===== GIVEN RECORDS
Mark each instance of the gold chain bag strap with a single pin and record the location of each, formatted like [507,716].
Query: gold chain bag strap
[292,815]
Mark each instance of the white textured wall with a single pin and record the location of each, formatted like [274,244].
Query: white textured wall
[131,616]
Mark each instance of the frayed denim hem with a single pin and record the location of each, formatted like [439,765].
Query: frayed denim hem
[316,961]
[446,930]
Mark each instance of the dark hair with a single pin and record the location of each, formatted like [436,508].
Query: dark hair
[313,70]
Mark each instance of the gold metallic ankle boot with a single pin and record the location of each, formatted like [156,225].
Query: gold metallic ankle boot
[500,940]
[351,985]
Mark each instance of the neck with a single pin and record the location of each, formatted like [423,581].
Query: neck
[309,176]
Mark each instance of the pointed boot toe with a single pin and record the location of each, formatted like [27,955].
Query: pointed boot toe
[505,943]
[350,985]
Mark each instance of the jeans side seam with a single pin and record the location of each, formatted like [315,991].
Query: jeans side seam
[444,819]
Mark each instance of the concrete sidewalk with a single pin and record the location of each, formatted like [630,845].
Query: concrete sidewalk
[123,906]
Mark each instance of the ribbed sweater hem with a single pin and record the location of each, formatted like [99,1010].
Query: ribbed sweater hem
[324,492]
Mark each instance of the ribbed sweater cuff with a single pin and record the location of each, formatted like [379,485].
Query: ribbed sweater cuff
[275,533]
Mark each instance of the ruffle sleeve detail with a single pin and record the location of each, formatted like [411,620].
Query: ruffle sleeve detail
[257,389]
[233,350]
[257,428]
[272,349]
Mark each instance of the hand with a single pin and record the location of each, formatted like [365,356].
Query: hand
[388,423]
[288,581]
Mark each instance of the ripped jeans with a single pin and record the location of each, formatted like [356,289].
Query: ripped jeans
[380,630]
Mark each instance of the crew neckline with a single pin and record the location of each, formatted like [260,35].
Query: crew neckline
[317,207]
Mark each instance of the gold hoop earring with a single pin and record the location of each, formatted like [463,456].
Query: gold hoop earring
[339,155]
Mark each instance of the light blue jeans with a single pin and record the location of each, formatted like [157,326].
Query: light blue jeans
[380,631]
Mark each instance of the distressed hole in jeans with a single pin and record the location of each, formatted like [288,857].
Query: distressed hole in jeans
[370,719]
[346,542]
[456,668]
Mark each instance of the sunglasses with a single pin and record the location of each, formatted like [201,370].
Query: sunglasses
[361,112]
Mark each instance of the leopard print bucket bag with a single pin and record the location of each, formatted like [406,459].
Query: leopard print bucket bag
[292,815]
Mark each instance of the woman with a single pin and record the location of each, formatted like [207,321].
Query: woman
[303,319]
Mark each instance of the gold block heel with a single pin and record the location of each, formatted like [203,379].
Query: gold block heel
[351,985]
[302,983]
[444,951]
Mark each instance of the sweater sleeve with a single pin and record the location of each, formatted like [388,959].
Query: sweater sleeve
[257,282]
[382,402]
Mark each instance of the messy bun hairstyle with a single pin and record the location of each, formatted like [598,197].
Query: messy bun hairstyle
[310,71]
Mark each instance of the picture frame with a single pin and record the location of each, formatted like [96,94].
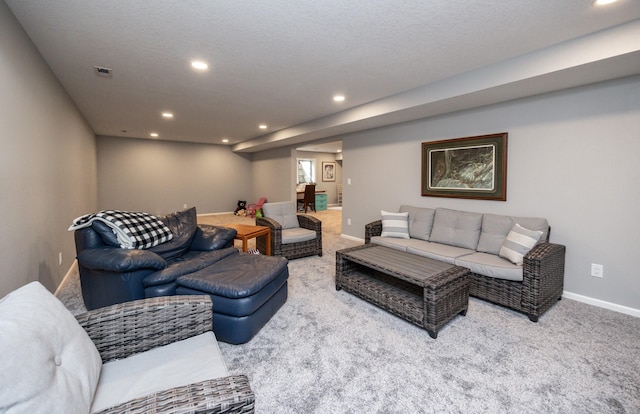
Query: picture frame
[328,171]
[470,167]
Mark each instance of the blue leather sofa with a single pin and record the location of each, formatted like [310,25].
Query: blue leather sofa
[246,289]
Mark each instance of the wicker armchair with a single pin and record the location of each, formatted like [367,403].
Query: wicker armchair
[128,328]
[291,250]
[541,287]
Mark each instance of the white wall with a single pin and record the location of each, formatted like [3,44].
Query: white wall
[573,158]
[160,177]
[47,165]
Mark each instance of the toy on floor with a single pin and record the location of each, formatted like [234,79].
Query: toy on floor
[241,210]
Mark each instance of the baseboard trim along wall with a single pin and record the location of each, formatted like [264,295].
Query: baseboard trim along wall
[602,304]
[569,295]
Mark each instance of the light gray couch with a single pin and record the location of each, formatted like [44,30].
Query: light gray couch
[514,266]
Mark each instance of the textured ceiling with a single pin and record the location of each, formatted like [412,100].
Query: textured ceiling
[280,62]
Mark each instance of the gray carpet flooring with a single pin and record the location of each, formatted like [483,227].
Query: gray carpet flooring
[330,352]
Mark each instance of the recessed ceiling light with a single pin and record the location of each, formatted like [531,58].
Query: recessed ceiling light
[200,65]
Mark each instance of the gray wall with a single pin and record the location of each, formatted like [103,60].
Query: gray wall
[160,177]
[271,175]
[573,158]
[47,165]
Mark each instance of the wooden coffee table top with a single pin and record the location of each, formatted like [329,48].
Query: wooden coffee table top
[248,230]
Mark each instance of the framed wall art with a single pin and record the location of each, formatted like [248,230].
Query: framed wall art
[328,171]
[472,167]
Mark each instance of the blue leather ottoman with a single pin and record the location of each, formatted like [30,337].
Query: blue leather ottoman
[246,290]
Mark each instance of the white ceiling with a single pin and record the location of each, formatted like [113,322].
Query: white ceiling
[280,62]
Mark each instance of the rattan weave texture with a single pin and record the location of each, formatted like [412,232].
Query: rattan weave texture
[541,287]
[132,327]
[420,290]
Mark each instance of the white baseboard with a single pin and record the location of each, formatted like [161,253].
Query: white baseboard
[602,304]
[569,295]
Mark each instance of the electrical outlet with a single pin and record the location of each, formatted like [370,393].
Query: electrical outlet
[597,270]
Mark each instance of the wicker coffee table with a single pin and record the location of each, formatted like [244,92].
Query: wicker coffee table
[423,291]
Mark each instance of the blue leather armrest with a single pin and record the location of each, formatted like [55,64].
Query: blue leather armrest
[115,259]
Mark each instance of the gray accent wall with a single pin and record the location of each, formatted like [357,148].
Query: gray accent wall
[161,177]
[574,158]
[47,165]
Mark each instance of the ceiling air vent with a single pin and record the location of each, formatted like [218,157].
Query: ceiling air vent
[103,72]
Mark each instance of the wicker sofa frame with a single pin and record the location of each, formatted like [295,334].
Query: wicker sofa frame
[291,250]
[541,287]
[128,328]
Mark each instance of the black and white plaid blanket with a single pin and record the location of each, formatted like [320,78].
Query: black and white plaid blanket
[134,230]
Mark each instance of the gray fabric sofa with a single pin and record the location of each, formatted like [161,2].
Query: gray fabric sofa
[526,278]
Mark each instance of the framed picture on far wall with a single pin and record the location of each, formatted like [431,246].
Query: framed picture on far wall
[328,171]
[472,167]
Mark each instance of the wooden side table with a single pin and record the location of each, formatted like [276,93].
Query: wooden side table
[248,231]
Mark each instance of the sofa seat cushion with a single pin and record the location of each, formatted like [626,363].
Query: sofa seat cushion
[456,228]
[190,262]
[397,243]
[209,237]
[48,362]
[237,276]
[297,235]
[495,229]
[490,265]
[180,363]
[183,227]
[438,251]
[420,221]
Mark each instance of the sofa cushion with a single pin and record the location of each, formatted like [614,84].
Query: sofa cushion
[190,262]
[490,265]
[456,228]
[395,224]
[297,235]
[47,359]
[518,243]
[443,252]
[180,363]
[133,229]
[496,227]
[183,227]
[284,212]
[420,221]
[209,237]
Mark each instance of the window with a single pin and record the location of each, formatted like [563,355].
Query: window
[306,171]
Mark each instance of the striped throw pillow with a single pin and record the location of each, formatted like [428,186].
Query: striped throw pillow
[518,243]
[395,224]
==========
Give back the full listing exactly as written, only without its pictures.

## RESULT OF THE EXERCISE
Mark each instance of the gold chain bag strap with a single pin and record the location of each, formatted like [507,716].
Query: gold chain bag strap
[292,815]
Mark each instance of the white textured wall with a single pin and record the location of each, formatted like [274,244].
Query: white textured wall
[131,616]
Mark each instance of the frayed denim hem with a single pin and record the location of each, formatted like [439,765].
Query: frayed denim hem
[316,961]
[446,930]
Mark each instance of the dark hair with a single pin and record the location of each, formatted like [436,508].
Query: dark hair
[313,70]
Mark each instance of the gold metallic ankle boot with a single pin and record the location of each, formatted like [156,225].
Query: gold metallic ankle boot
[500,940]
[351,985]
Mark each instance of the neck with a single pin and record the location of each, formatted like [423,581].
Query: neck
[309,176]
Mark each instance of the pointed boot toe with a single pin and record the location of each, formatted like [27,955].
Query: pointed boot toe
[505,943]
[350,985]
Mark each instance of the jeans side seam with a single pin and record the location of each, formatted like [315,991].
Query: jeans side seam
[444,819]
Mark each instance of the concrete sidewalk with a single pin and record the location of each, formatted like [630,845].
Query: concrete sidewalk
[123,906]
Mark each instance of the ribbed sweater hem with a single pin and record the location of each, formatted like [99,1010].
Query: ribbed sweater hem
[324,492]
Mark each instance of the ribbed sweater cuff with a single pin and record the location of each, formatted like [379,485].
Query: ribbed sweater cuff
[275,533]
Mark each instance of the ruffle sleeve detail with a single pin and record the location of each, formatted like [411,620].
Query: ruffle sleeve detail
[257,389]
[233,350]
[257,428]
[272,349]
Mark each instance of the hand with a single pin and record the location of each, formatted like [365,356].
Query: hand
[388,423]
[288,581]
Mark each instance of the ripped jeans with a single pin and record the location of each, formatted like [356,289].
Query: ripped jeans
[380,630]
Mark each instance of the crew neckline with a single pin and record the location of each, formatted like [260,35].
Query: crew neckline
[317,207]
Mark each instance of the gold hoop earring with a single pin and record the location of each, formatted like [463,456].
Query: gold hoop earring
[339,155]
Mark each instance of the light blue jeans with a single pin and record the location of each, formatted like [157,326].
Query: light blue jeans
[380,631]
Mark each instance of the distressed hole in jeans with a single pin and record the location of each, formatted like [288,857].
Query: distressed hole in jeans
[370,719]
[346,542]
[456,668]
Mark each instance of the sunglasses with a single pin and record the location of each, formatted like [201,370].
Query: sunglasses
[361,112]
Mark each instance of the leopard print bucket bag with a single pin and record the location of each, formatted like [406,459].
Query: leopard print bucket bag
[292,815]
Mark each instance of the woman with a single pin and record the location of each, formatted like [207,321].
Query: woman
[303,319]
Mark each instance of the gold block heel with a single pin and record the location of each, formatted like [203,379].
Query: gold block heel
[351,985]
[302,983]
[444,951]
Mark each instance of the sweater sleeve with a single pin and record the location of each, formatted like [388,959].
Query: sweater sleeve
[257,282]
[382,402]
Mark each instance of the messy bun hairstyle with a single pin and record the location of each, formatted like [598,197].
Query: messy bun hairstyle
[310,71]
Mark each instance of the picture frame with a single pin and record the location of each, formatted like [96,94].
Query: picture frame
[328,171]
[470,167]
Mark each instance of the blue leather sofa with a single pin and record the location of each, formatted like [310,25].
Query: blue leather sofa
[246,289]
Mark each instance of the wicker armchair with a single pin and record the location of each, formatted like [367,403].
Query: wicker armchair
[128,328]
[291,250]
[541,287]
Mark each instance of the white wall with a single pin and record the location of each, formatted like [3,44].
Query: white wall
[573,158]
[160,177]
[47,165]
Mark each instance of the toy on floor with a single pin and record the location of each, formatted like [234,79].
Query: toy on floor
[241,210]
Mark each instance of the baseboard trim along wall with a single pin and record the location of each, formatted like [264,295].
Query: baseboard trim along wall
[602,304]
[569,295]
Mark each instance of the light gray couch with a single pin and record the location of each, formatted like [44,30].
Query: light gray couch
[514,266]
Mark each instance of the textured ceiling with a single pin and record the location of each, formatted like [412,100].
Query: textured ceiling
[280,62]
Mark each instance of the gray carpet flooring with a single pin and record the location of each, formatted like [483,227].
Query: gray carpet flooring
[330,352]
Mark each instance of the recessed ceiling light with a single pin and record the location of each, formatted like [531,58].
Query: recessed ceiling light
[200,65]
Mark each instance of the gray wall with a single pin and record the location of each, formatted like [103,60].
Query: gray wall
[160,177]
[271,175]
[573,158]
[47,165]
Mark each instance of the wooden coffee table top with a single pin and record the location of each, formatted like [329,48].
Query: wooden coffee table top
[248,230]
Mark each instance of the framed wall art with a single pin and record the location of each, formatted like [248,230].
Query: framed wall art
[328,171]
[472,167]
Mark each instance of the blue leather ottoman with a single pin and record the location of each, formatted like [30,337].
Query: blue leather ottoman
[246,290]
Mark each instance of the white ceiling with a single pin and record the location of each, formatted like [113,322].
Query: white ceiling
[280,62]
Mark each instance of the rattan weave texture with a single pin and record the location of each, formatted like [412,232].
Query: rattan weave texture
[541,287]
[132,327]
[420,290]
Mark each instance of the white baseboard with a single pin and record the location of each, formatted like [161,253].
Query: white baseboard
[602,304]
[569,295]
Mark each instance of the electrical outlet with a single pin and record the location of each, formatted like [370,393].
Query: electrical outlet
[597,270]
Mark each instance of the wicker coffee table with a single pin and record the location of each, formatted like [244,92].
Query: wicker coffee table
[423,291]
Mark each instance of the blue leather armrest with a single pin and record the location of each, formatted like [55,64].
Query: blue leather armrest
[115,259]
Mark each instance of the gray accent wall with a single pin and record the location of each, formatted like [357,148].
Query: gray accent wall
[161,177]
[574,158]
[47,165]
Mark each instance of the ceiling air vent with a single pin and record the location of each, formatted like [218,157].
Query: ceiling air vent
[103,72]
Mark each instance of the wicker sofa frame with a single pin and record the location of each, formatted like [295,334].
Query: wicker sofa frame
[291,250]
[541,287]
[128,328]
Mark each instance of the black and white plaid blanket with a single pin and record the location of each, formatted like [320,78].
Query: black and white plaid blanket
[134,230]
Mark each instance of the gray fabric sofa with a single pin and record the location of each, formatted like [161,2].
Query: gray fabric sofa
[526,278]
Mark each instance of the framed picture on far wall with a single pin and record the location of each, formatted like [431,246].
Query: framed picture on far wall
[328,171]
[472,167]
Mark each instance of the wooden side table with a single pin and record the location of each, formatted like [276,93].
Query: wooden side table
[248,231]
Mark each instance of the sofa seat cushion with a single pin and record the location of each, formatted like [626,363].
Query: sofa seat cushion
[456,228]
[190,262]
[397,243]
[209,237]
[48,362]
[237,276]
[297,235]
[495,229]
[490,265]
[180,363]
[183,227]
[438,251]
[420,221]
Mark each instance of the sofa cushion with a single pin and record the location of each, formatted like [614,84].
Query: sofa cushion
[190,262]
[490,265]
[456,228]
[395,224]
[297,235]
[47,359]
[518,243]
[443,252]
[180,363]
[133,229]
[496,227]
[183,227]
[284,212]
[420,221]
[209,237]
Mark each instance of the window with a single pin and record the location of each, formatted like [563,355].
Query: window
[306,171]
Mark each instance of the striped throw pillow with a single pin and record the location of each, formatted like [428,186].
Query: striped throw pillow
[518,243]
[395,224]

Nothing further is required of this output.